The weight ratio of the one or more formaldehyde-based resins to the base fluid may be from 1:100 to 50:100. For example, the weight ratio of the one or more formaldehyde resins to the base fluid may be from 0.1:100 to 5:100, from 5:100 to 10:100, from 10:100 to 15:100, from 15:100 to 20:100, from 20:100 to 25:100, or from 25:100 to 30:100, from 30:100 to 35:100, from 35:100 to 40:100, from 40:100 to 45:100, from 45:100 to 50:100, or any combination of these. It should be understood that the sum of the any one or more presently disclosed formaldehyde based resins may be present in a weight ratio with respect to the base fluid in any of the disclosed ranges. For example, a single formaldehyde-based resin may be in one of the disclosed weight ratios with respect to the base fluid, or the sum of a combination of disclosed formaldehyde-based resins may be in one of the disclosed weight ratios with respect to the base fluid.
The drilling fluid may become gelled when contacted by the reaction products of the one or more gel initiator additives. The one or more gel initiator additives may include one or more water-soluble acid catalyst precursors. As used in this disclosure, a “water-soluble acid catalyst precursor” may refer to any compound which is water-soluble and is capable of reacting to form an acid catalyst following its incorporation into the drilling fluid. As used in this disclosure, the “reaction products” of the water-soluble acid catalyst precursor may refer to this formed acid catalyst. As presently described, the reaction products are formed from the acid catalyst precursor in the drilling fluid (that is, not in advance of the acid catalyst precursor being mixed with the other components of the drilling fluid). Without being limited by theory, the formed acid catalyst is believed to be operable to initiate polymerization of the formaldehyde-based resin. It is believed that the water-soluble acid catalyst precursor is not directly operable to initiate polymerization of the formaldehyde-based resin and that the water-soluble acid catalyst precursor must first form the water-soluble acid catalyst before initiating polymerization of the formaldehyde-based resin.
According to some embodiments, the one or more water-soluble acid catalyst precursors may undergo a hydrolysis reaction with water to form an acid catalyst, such as a carboxylic acid. For example, the one or more water-soluble acid catalyst precursors may be ethyl lactate. Ethyl lactate is known to undergo a hydrolysis reaction to form lactic acid, as is shown in Reaction 1.

Pointing and labeling entries
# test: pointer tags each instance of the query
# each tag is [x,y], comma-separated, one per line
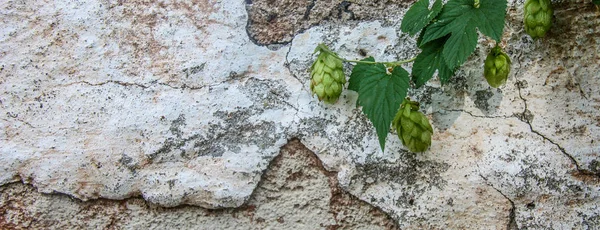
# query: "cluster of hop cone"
[412,126]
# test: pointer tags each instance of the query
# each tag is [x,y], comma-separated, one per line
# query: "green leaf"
[460,19]
[430,60]
[419,15]
[460,45]
[380,94]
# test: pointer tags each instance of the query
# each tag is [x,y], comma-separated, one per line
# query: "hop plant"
[497,67]
[327,75]
[413,127]
[538,17]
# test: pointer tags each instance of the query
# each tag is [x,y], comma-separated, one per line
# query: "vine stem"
[324,48]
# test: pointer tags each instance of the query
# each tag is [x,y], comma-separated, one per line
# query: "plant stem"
[393,63]
[324,48]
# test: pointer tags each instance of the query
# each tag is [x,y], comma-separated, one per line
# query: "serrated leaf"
[460,45]
[419,15]
[430,60]
[460,19]
[380,94]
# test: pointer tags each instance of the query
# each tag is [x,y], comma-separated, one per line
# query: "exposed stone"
[295,192]
[174,102]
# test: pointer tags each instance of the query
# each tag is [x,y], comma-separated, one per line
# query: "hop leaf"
[413,127]
[327,75]
[537,17]
[497,67]
[379,93]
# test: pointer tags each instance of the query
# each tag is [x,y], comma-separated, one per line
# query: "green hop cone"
[327,77]
[413,127]
[497,67]
[538,17]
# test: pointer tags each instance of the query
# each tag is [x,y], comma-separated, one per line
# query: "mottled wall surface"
[191,102]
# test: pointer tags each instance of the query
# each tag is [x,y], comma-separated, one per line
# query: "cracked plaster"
[175,103]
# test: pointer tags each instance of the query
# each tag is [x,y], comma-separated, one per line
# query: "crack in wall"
[525,117]
[512,223]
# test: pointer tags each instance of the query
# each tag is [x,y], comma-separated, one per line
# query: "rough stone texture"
[175,102]
[296,184]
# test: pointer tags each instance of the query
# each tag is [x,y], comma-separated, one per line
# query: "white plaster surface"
[172,101]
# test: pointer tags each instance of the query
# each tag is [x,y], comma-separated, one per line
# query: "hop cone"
[538,17]
[327,76]
[497,67]
[413,127]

What the task requires:
Answer these questions about the drilling fluid text above.
(a) What is the full range given for the weight ratio of the one or more formaldehyde-based resins to the base fluid?
(b) What term refers to the acid catalyst formed from the water-soluble acid catalyst precursor?
(c) What acid does ethyl lactate form through hydrolysis?

Result of the exercise:
(a) From 1:100 to 50:100.
(b) The "reaction products."
(c) Lactic acid.